§ EXERCISE PROMPT
Lay out part of the listing below as a Markdown table with two columns, No. and Entry. Begin at the line containing "# point at: tattoo on" and continue through the end of the listing, numbering each line under No., putting the line itself under Entry, and skipping blank lines.

---------- RECORDS TO PROCESS ----------

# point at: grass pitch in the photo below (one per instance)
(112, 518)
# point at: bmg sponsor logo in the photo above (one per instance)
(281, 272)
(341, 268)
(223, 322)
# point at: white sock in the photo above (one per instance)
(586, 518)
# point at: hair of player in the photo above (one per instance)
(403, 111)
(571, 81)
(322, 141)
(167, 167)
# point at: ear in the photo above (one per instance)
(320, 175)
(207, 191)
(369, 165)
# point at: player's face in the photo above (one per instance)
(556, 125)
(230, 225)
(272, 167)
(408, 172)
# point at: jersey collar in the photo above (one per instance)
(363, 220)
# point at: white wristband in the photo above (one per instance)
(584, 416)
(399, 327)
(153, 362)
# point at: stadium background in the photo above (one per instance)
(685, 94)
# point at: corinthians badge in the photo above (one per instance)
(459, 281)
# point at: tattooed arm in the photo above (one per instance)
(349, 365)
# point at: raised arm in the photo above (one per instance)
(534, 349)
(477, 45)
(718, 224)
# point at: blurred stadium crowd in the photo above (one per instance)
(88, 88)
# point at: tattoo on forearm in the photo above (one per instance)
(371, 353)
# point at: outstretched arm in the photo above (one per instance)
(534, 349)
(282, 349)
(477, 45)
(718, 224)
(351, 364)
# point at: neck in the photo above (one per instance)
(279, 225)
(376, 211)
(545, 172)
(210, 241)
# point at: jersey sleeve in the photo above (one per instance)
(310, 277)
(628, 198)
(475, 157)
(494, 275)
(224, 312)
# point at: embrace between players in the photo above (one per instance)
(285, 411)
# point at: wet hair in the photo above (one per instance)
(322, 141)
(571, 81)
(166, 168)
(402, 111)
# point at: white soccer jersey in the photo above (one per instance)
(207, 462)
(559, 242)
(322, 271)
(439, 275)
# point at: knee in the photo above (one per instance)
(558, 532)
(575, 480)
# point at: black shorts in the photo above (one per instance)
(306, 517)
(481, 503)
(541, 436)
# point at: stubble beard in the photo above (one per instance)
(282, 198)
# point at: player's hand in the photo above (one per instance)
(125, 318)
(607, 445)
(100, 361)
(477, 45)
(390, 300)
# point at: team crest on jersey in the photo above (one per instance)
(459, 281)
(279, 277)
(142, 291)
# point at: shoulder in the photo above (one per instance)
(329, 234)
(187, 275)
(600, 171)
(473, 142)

----------

§ FULL SOLUTION
| No. | Entry |
|---|---|
| 1 | # point at: tattoo on forearm in the photo above (one per instance) |
| 2 | (371, 353) |
| 3 | # point at: outstretched arm in the photo above (one per instance) |
| 4 | (534, 349) |
| 5 | (282, 349) |
| 6 | (477, 45) |
| 7 | (718, 224) |
| 8 | (351, 364) |
| 9 | # point at: neck in the photo above (one per instance) |
| 10 | (279, 225) |
| 11 | (376, 211) |
| 12 | (545, 172) |
| 13 | (210, 241) |
| 14 | # point at: jersey sleeve in the photo above (one per instance) |
| 15 | (310, 277) |
| 16 | (628, 198) |
| 17 | (475, 157) |
| 18 | (494, 275) |
| 19 | (224, 312) |
| 20 | # point at: embrace between players in the photo above (one per instance) |
| 21 | (285, 411) |
| 22 | # point at: wet hair in the photo above (one per instance) |
| 23 | (322, 141) |
| 24 | (571, 81) |
| 25 | (166, 168) |
| 26 | (402, 111) |
| 27 | # point at: white soccer jersey in the photo above (one per instance) |
| 28 | (207, 462) |
| 29 | (559, 242) |
| 30 | (322, 271) |
| 31 | (439, 275) |
| 32 | # point at: knee in the photo above (one per instance) |
| 33 | (558, 532) |
| 34 | (575, 480) |
| 35 | # point at: black shorts in the photo above (one per instance) |
| 36 | (306, 517) |
| 37 | (481, 503) |
| 38 | (541, 436) |
| 39 | # point at: stubble beard in the photo above (one per instance) |
| 40 | (282, 198) |
| 41 | # point at: player's hand in the photo above (one per instance) |
| 42 | (125, 318) |
| 43 | (607, 445) |
| 44 | (100, 361) |
| 45 | (477, 45) |
| 46 | (390, 300) |
| 47 | # point at: team crest on jersey in the photo above (one per instance) |
| 48 | (459, 281) |
| 49 | (279, 277) |
| 50 | (142, 291) |
| 51 | # point at: shoulder in the photo above (one per instance) |
| 52 | (329, 234) |
| 53 | (187, 275) |
| 54 | (600, 171) |
| 55 | (473, 142) |